Objective – Begin at the line that contains "For the benchmark, mark each instance of the light" and reproduce it along with every line after it to the end of the listing; skip any pictures.

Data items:

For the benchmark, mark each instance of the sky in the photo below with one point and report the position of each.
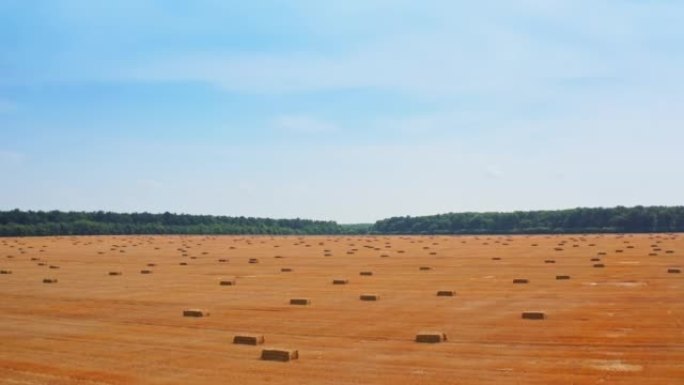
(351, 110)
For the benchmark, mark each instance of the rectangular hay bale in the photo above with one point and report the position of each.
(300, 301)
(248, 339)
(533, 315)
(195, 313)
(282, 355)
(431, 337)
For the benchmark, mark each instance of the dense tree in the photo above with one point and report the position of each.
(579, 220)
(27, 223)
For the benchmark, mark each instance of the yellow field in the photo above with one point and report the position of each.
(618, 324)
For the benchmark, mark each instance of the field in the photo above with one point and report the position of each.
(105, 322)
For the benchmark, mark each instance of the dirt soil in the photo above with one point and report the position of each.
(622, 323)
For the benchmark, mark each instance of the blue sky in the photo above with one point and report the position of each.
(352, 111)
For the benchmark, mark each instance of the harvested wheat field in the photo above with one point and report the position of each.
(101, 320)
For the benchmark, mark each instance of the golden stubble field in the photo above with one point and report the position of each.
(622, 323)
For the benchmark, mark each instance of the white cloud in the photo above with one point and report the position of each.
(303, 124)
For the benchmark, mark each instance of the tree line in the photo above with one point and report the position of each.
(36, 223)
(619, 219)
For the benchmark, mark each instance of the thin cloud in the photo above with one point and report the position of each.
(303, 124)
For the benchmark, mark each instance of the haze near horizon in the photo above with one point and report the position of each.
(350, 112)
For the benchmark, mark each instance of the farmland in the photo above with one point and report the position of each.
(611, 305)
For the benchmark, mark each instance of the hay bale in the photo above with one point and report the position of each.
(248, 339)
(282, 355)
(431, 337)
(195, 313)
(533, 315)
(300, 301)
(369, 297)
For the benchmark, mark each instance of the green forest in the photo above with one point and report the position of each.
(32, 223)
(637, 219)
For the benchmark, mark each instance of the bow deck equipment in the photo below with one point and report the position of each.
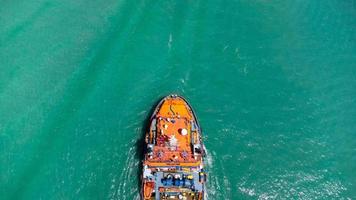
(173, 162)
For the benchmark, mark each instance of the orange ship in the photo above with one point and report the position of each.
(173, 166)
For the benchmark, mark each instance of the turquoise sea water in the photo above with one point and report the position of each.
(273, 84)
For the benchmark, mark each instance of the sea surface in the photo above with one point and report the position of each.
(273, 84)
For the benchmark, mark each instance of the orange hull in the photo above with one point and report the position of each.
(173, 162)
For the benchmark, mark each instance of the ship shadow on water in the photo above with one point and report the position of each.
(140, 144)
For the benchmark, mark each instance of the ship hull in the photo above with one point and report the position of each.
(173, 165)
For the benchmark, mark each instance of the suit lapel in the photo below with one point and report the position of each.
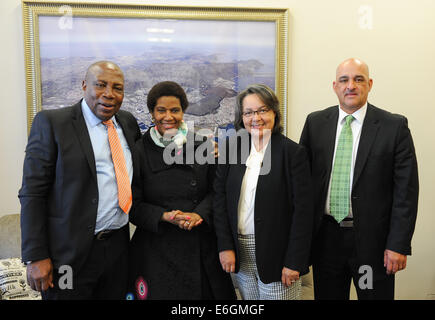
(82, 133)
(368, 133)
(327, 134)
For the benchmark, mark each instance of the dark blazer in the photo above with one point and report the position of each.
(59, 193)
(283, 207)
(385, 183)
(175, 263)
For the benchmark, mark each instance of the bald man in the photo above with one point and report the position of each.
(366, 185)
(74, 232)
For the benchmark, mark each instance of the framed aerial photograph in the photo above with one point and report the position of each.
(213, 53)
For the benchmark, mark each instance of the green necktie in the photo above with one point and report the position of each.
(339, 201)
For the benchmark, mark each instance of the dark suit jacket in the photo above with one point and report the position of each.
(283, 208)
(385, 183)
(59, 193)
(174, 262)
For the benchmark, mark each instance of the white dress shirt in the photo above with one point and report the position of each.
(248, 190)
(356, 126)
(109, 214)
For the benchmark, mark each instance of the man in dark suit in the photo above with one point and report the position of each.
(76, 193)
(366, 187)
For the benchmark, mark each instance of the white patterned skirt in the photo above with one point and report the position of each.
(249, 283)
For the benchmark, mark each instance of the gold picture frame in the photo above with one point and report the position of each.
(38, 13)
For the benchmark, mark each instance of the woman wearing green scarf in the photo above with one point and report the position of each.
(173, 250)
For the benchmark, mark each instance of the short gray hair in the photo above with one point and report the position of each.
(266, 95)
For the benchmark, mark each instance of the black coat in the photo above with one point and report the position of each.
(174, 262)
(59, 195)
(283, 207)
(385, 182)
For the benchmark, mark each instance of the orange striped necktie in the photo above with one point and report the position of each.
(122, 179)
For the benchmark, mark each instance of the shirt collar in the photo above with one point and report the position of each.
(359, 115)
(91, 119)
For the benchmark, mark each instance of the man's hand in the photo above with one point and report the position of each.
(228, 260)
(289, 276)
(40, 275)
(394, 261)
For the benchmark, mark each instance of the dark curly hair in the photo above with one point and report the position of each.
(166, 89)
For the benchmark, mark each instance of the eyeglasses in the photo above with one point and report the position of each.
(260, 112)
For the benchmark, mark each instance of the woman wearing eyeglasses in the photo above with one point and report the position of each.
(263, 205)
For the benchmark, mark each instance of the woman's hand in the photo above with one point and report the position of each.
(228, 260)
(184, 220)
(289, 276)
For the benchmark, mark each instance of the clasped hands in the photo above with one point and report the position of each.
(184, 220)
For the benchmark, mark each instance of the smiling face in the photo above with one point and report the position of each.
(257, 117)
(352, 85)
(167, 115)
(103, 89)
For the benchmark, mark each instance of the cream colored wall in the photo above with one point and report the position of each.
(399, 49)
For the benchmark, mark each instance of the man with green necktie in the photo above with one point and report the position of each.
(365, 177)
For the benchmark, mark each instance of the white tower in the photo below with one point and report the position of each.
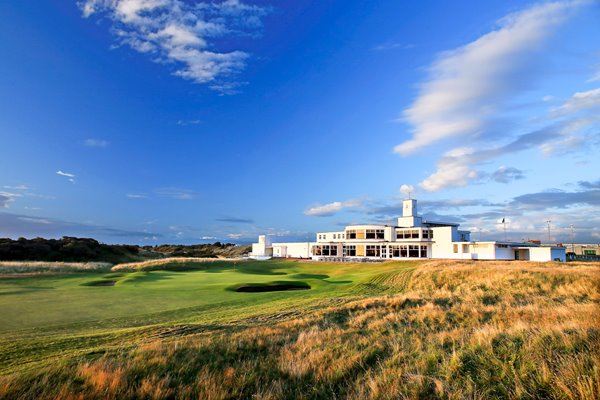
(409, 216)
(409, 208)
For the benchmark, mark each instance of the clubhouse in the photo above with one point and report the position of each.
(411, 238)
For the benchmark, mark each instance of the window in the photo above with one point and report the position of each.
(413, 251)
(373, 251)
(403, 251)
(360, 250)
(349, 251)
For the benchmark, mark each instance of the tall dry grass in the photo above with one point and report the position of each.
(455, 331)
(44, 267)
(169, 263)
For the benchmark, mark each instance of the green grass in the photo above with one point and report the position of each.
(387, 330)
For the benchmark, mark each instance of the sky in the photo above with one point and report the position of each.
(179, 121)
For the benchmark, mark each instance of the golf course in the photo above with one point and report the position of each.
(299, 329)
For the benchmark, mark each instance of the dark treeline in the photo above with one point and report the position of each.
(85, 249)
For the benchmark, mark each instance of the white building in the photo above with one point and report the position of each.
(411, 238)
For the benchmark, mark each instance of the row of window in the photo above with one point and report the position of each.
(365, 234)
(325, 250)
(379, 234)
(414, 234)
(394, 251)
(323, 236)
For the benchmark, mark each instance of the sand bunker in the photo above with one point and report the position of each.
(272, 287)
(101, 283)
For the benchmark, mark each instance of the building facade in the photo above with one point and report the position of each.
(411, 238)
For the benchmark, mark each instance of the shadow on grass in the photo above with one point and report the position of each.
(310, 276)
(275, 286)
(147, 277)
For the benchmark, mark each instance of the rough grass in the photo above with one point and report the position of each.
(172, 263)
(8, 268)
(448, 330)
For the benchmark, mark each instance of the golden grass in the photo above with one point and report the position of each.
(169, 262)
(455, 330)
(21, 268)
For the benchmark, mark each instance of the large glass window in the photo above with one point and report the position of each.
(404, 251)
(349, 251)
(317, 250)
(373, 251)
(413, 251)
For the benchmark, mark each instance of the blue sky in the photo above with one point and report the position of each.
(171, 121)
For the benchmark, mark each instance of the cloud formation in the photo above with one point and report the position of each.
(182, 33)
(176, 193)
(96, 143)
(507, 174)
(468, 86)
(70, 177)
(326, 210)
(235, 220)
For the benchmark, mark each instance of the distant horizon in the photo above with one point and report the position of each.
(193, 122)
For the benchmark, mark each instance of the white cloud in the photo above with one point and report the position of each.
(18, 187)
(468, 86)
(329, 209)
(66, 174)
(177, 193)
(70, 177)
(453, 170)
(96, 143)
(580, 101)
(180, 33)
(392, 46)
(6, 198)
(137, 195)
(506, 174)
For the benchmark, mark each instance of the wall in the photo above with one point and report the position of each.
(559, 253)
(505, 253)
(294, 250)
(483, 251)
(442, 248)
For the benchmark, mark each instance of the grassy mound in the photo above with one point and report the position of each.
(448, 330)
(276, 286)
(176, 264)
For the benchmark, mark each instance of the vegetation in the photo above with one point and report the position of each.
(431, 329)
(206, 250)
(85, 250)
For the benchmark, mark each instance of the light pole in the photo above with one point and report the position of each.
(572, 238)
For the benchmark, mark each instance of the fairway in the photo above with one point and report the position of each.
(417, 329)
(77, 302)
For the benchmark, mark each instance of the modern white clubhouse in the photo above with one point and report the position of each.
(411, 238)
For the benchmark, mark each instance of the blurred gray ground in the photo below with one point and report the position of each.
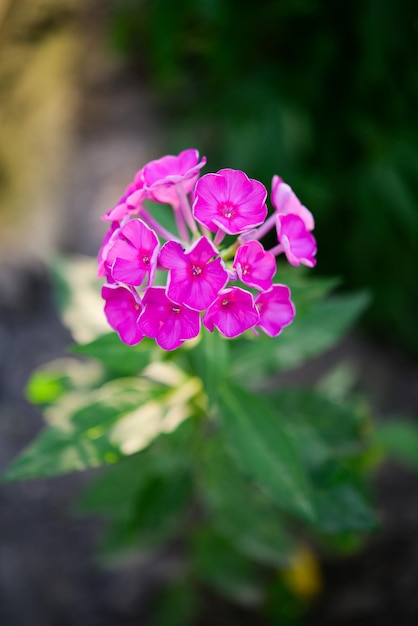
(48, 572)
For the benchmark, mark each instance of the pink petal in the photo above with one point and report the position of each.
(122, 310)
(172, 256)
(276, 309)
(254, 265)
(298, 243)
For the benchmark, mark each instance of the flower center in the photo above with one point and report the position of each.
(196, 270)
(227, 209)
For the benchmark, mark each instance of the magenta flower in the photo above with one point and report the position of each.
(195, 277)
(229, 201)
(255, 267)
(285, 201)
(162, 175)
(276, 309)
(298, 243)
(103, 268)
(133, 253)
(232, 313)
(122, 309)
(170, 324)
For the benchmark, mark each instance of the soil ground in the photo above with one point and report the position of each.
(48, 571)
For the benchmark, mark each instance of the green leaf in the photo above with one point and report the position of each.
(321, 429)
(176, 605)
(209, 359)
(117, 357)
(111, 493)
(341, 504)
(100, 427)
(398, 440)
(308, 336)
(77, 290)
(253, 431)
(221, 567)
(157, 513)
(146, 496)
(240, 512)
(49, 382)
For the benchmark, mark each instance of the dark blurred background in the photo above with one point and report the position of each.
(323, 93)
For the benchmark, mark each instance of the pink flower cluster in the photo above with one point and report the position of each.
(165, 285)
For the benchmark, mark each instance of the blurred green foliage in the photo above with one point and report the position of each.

Solution below –
For the benchmark, mark each instance of the light pole in the photo above with one point and report the position of each.
(572, 238)
For the benchmark, mark each instance of the fairway in the photo above with one point and report the position of each.
(417, 329)
(77, 302)
For the benchmark, mark each instance of the modern white clubhouse in the photo above with one point and report the position of each.
(411, 238)
For the benchmark, mark each instance of the blurred gray ground in the photo below with one point and report the position of each.
(48, 572)
For the benchmark, mark each instance of the pink petal in the photo above with one point and report the position of each.
(122, 310)
(172, 256)
(276, 309)
(254, 265)
(298, 243)
For the benchmark, mark each instance of the flower center in the photo above with one point and report the position of each.
(196, 270)
(227, 209)
For the benchmark, mark each instance of the magenta flower in the photo above with one point and report the position of each.
(195, 277)
(229, 201)
(255, 267)
(285, 201)
(162, 175)
(276, 309)
(298, 243)
(103, 268)
(133, 253)
(232, 313)
(122, 309)
(170, 324)
For the benchmark, mark each instance of the soil ground in the photo above with one point and report the position of each.
(48, 571)
For the benchmark, mark each instance of the green leaf in the photo above with one point and report the position of each.
(321, 429)
(176, 605)
(209, 359)
(117, 357)
(111, 493)
(341, 504)
(100, 427)
(398, 440)
(308, 336)
(77, 290)
(253, 431)
(221, 567)
(157, 513)
(146, 496)
(240, 512)
(49, 382)
For the benchmark, mark each instance of the dark blurred background in the photo above with one point and report the position of each.
(323, 93)
For the benchmark, mark each instance of the pink flower cluster in the photo above with one point and report the position of each.
(165, 285)
For the benchmark, mark each instance of the blurred green foliage in the photo above with one point and report the position of each.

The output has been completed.